» Written request
Retype every line of the listing that follows, with no changes to any character.

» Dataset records
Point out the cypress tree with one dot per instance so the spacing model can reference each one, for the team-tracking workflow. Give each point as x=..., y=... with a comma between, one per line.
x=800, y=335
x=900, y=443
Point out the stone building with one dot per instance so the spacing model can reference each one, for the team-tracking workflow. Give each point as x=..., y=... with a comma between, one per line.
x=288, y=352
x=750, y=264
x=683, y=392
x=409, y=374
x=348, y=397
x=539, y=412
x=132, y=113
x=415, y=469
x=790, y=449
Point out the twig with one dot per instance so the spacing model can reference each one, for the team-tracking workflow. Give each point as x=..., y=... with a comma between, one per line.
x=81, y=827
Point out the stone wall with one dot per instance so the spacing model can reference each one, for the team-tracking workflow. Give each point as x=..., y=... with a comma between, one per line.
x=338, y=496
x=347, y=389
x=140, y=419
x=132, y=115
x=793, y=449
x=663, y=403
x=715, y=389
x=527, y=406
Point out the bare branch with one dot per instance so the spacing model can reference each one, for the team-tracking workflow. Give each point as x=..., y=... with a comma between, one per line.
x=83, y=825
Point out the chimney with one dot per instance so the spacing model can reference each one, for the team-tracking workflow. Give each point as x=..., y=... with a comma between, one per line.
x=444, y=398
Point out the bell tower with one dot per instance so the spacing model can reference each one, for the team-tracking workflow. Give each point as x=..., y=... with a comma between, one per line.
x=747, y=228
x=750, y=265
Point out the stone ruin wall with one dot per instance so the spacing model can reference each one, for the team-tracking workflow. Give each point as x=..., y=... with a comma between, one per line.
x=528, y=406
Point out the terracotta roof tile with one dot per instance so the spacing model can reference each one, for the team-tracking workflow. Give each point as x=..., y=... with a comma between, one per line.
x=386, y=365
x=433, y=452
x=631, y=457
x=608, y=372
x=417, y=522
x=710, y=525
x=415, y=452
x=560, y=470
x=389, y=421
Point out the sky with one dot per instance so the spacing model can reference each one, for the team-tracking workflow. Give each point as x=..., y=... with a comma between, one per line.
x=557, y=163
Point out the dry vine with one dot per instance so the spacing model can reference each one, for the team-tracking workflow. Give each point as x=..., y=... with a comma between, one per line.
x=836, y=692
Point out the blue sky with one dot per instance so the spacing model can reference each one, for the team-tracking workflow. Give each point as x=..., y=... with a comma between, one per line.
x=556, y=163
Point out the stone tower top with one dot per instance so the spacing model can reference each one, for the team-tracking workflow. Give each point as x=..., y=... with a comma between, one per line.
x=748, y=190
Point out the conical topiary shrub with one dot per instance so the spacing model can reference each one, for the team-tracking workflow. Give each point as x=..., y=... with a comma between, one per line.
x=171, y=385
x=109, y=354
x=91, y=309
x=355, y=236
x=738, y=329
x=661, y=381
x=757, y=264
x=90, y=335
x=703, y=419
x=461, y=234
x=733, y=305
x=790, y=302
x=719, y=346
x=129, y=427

» Written solution
Point out the cypress tree with one dot per instance so the spacing model can reference each one, for the team-tracking workflow. Give each point as x=..., y=... with a comma between, one per line.
x=800, y=335
x=900, y=443
Point out the stone building with one dot per instance so the spacing model can reference each one, for the team-tracking workflow. Give each point as x=..., y=... with a comma between, one per line.
x=288, y=352
x=750, y=264
x=683, y=392
x=409, y=374
x=348, y=397
x=539, y=412
x=132, y=113
x=415, y=469
x=790, y=449
Point out the twig with one dot per instance so the spacing model can reference each one, for the team-tracking workflow. Give each point as x=..., y=... with a comma between, one per line.
x=81, y=827
Point out the stone wall with one dot per instance so the spacing model can reference each one, for the team-tracking workflow. Give each point as x=..., y=... with a comma between, one per line.
x=338, y=496
x=347, y=389
x=140, y=419
x=132, y=115
x=793, y=449
x=663, y=403
x=715, y=389
x=527, y=406
Point out the bare branch with one dot per instance so the spacing model can reference each one, for the team-tracking workflow. Give each point as x=..., y=... with a comma between, one per line.
x=83, y=825
Point out the chimney with one dot per instance so the spacing model can reference each one, for the team-tracking workflow. Give each point as x=..., y=... with a comma between, one per line.
x=444, y=398
Point out the bell tower with one dot per instance so the spacing model can reference each one, for the team-tracking workflow. Give each point as x=..., y=... with a comma between, one per line.
x=747, y=228
x=750, y=265
Point out the stone ruin wall with one dot per instance so the spacing model can reference each one, for the team-tracking workflow. Give each point as x=..., y=... with a comma between, one per line.
x=528, y=406
Point out the terracotta roof tile with one dot per instance so the spacing model can reference each one, for the team-tracking workflow. Give each point as x=..., y=... with a comma between, one per line.
x=386, y=365
x=433, y=452
x=631, y=457
x=608, y=372
x=417, y=522
x=710, y=525
x=415, y=452
x=560, y=470
x=389, y=421
Point out the sky with one dot per instance so the spacing model can reference each one, for the team-tracking workflow. Give each point as x=..., y=... with a comma between, one per line.
x=557, y=163
Point out the dry vine with one dot per instance so the spacing model can reference each one, for the team-tracking workflow. Give each point as x=..., y=... with a comma between, one per line.
x=836, y=692
Point out the blue sky with one dot per instance so the spacing model can reference each one, for the team-tracking workflow. Give each point as x=..., y=... with a comma between, one per line.
x=556, y=163
Point out the stone tower top with one dot per instance so the spacing model can reference each one, for the team-tracking workflow. Give each point as x=..., y=... with a comma between, one per line.
x=748, y=190
Point out the conical topiary shrub with one dot per instance so the spacing model can reference each one, for the team-tracking workflow. Give each point as x=..., y=... with a comma between, one per line.
x=171, y=385
x=109, y=354
x=91, y=309
x=355, y=236
x=738, y=329
x=661, y=381
x=757, y=264
x=90, y=335
x=703, y=419
x=461, y=234
x=733, y=305
x=790, y=302
x=719, y=346
x=129, y=427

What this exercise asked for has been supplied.